» Written problem a: Collect every line of the rows below that contains the word "spiral", and copy each one unchanged.

━━━━━ Page excerpt ━━━━━

EMPLOYMENT APPEAL TRIBUNAL
58 VICTORIA EMBANKMENT, LONDON EC4Y 0DS
             At the Tribunal
             On 7 September 2001

Before

MR RECORDER LANGSTAFF QC

MR B GIBBS

MISS D WHITTINGHAM



MR A MAFFEI APPELLANT

PETER BOIZOT (FRANCHISE) LTD
KETTNERS RESTAURANT
RESPONDENT


Transcript of Proceedings

JUDGMENT

PRELIMINARY HEARING

© Copyright 2001


    APPEARANCES

     

    For the Appellant MR D BASU
    (of Counsel)
    Appearing under the
    Employment Law Appeal
    Advice Scheme
       


     

    MR RECORDER LANGSTAFF QC

  1. This is an appeal against a Decision by the Employment Tribunal sitting at London Central, the Reasons for which were promulgated on 24 April this year. That Employment Tribunal dismissed the Appellant employee's complaints of unfair dismissal and unfair deduction from wages.
  2. The facts which the Employment Tribunal found were in essence these: the Appellant employee, who was the Assistant Manager in the Respondent's restaurant, was found in January this year to have been using a card swipe machine in order to obtain cash sums. This was a practice which had been forbidden officially by his employers since February 1999, and which, so the Tribunal found, had been observed without breach since that date.

━━━━━ Supplied data ━━━━━

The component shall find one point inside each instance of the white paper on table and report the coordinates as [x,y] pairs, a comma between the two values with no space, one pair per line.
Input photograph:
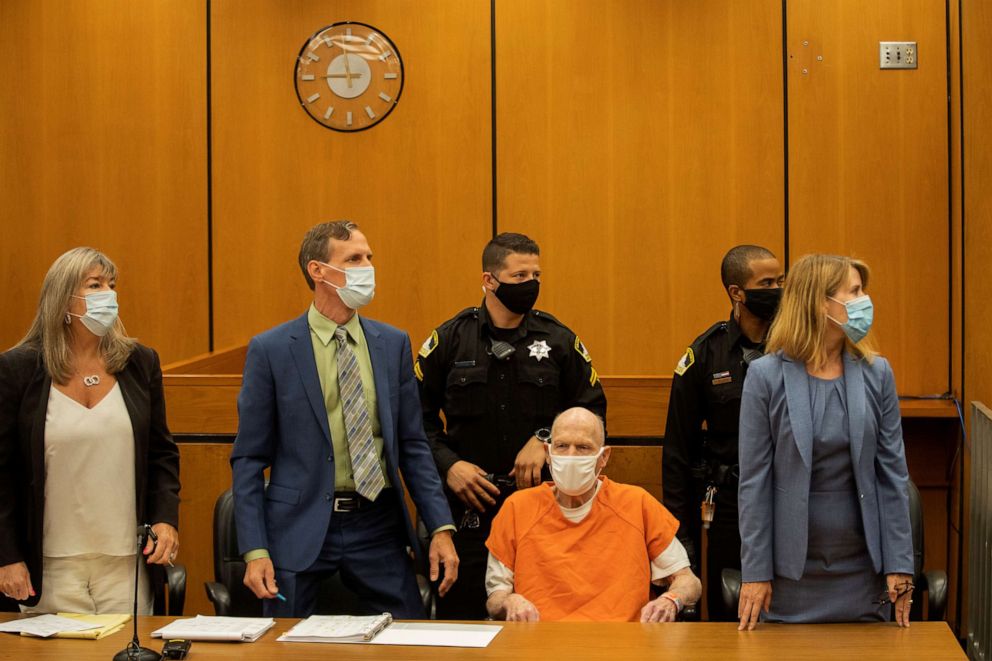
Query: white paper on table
[337,628]
[45,626]
[208,627]
[437,634]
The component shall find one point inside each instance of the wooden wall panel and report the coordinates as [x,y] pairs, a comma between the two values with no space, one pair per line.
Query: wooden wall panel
[637,142]
[976,37]
[418,183]
[103,143]
[976,76]
[868,172]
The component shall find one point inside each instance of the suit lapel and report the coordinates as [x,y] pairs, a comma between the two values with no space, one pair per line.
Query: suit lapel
[797,397]
[300,345]
[855,379]
[377,354]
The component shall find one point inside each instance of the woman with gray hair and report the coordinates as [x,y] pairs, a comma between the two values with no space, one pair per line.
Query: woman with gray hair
[85,453]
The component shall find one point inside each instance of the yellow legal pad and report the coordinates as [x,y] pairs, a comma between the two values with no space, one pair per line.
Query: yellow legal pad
[108,624]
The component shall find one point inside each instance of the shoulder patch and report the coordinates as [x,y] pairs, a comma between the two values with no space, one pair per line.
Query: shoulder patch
[581,350]
[429,345]
[685,362]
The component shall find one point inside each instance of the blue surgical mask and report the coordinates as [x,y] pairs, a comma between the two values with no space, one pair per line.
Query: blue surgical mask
[860,313]
[359,285]
[101,312]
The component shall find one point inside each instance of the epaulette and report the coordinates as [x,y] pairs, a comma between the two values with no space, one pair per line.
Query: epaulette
[464,314]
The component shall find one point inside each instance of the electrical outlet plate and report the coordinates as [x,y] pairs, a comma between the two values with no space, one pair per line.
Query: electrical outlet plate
[897,55]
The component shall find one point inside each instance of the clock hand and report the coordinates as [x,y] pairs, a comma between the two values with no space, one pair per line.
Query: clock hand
[347,69]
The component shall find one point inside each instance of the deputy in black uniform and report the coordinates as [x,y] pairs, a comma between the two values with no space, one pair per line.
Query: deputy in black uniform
[701,464]
[500,373]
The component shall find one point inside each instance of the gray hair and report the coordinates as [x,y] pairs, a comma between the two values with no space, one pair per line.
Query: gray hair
[316,243]
[49,333]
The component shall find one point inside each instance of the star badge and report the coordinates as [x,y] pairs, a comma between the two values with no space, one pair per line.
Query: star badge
[539,349]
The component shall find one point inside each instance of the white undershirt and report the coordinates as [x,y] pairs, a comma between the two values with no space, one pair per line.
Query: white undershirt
[673,558]
[89,477]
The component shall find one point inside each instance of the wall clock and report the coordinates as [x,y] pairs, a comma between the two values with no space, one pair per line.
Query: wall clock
[349,76]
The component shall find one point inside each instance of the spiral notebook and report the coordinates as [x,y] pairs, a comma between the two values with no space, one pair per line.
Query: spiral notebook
[337,629]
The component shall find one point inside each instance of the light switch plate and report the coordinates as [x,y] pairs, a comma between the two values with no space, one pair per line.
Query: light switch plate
[897,55]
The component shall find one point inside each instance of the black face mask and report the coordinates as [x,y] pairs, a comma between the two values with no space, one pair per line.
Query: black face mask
[518,297]
[763,303]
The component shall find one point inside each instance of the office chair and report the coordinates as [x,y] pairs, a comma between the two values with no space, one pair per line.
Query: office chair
[933,582]
[229,595]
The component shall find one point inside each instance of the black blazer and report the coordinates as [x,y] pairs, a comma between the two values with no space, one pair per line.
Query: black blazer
[24,391]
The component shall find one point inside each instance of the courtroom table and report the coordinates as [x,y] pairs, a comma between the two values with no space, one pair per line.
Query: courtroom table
[554,640]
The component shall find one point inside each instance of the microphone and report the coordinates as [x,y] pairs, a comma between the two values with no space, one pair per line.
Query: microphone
[134,651]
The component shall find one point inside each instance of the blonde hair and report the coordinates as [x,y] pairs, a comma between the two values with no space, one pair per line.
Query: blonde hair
[801,322]
[49,333]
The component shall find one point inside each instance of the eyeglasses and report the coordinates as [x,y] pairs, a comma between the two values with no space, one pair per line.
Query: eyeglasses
[901,589]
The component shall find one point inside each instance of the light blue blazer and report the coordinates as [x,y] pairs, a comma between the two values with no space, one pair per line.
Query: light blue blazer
[776,454]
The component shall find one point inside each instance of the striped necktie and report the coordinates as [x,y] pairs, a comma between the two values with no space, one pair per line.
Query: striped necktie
[364,459]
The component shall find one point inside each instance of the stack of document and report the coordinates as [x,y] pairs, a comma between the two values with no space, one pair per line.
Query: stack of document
[106,625]
[67,625]
[337,629]
[203,627]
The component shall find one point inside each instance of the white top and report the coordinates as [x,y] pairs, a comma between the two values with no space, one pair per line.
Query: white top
[669,561]
[89,477]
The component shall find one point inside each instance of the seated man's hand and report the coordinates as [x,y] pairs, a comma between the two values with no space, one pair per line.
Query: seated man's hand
[529,462]
[661,609]
[469,483]
[260,578]
[518,609]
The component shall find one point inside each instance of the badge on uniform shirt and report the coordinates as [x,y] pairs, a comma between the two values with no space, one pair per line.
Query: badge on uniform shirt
[581,350]
[539,349]
[429,345]
[685,362]
[721,377]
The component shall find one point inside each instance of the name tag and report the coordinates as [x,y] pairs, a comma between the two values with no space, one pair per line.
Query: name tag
[721,377]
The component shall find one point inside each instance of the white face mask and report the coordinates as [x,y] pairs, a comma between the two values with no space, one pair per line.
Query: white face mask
[359,285]
[101,312]
[575,475]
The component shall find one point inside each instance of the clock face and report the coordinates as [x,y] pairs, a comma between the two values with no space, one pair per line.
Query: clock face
[349,76]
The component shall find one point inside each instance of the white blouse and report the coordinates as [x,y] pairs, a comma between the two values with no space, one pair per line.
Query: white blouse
[89,477]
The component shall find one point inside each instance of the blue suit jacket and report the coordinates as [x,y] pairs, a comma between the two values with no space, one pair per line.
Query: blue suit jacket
[283,424]
[776,453]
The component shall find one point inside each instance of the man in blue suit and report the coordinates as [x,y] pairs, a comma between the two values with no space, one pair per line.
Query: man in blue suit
[330,404]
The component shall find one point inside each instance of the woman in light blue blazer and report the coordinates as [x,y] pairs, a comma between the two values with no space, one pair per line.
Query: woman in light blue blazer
[824,511]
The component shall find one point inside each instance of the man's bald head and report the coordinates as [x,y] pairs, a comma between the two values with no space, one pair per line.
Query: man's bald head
[578,422]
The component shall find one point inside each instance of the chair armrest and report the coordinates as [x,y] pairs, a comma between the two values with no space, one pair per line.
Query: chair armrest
[175,580]
[219,596]
[935,583]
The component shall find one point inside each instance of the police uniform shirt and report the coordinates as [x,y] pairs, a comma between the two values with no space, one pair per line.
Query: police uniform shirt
[706,387]
[493,407]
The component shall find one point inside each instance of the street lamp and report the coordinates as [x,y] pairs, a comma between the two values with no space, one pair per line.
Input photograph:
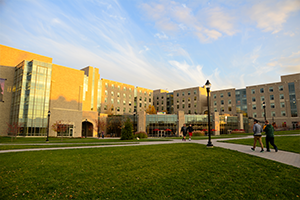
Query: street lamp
[208,85]
[49,113]
[264,106]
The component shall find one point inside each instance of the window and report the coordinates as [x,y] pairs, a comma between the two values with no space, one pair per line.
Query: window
[270,89]
[273,113]
[281,96]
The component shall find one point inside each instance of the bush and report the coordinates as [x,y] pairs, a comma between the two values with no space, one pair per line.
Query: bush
[198,133]
[141,134]
[126,133]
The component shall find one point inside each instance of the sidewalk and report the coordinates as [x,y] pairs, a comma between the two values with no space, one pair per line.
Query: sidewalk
[285,157]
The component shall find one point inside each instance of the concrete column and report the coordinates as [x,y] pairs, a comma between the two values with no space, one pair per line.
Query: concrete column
[240,121]
[180,121]
[216,123]
[141,121]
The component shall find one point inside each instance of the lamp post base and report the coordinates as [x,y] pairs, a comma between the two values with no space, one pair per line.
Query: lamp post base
[209,145]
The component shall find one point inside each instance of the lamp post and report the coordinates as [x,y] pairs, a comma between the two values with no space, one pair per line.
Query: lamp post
[85,127]
[208,85]
[264,106]
[49,113]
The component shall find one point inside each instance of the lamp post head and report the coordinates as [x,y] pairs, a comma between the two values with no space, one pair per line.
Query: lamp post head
[207,84]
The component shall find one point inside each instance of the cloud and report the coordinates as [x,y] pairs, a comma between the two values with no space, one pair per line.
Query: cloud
[271,15]
[290,64]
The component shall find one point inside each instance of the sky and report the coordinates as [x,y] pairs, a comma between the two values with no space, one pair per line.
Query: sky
[161,44]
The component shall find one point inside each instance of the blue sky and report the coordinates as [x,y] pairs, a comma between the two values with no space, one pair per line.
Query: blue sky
[161,44]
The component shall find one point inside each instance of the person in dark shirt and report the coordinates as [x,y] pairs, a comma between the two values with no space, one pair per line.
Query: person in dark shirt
[184,131]
[190,131]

━━━━━

» Written problem b: In the tribunal judgment, what position did the appellant hold at the respondent's restaurant?

» Reply a:
The component shall find one point inside each instance of the spiral notebook and report the coordinates as [x,y] pairs, a comma between the two values with no space, one pair per line.
Query: spiral notebook

» Reply b: Assistant Manager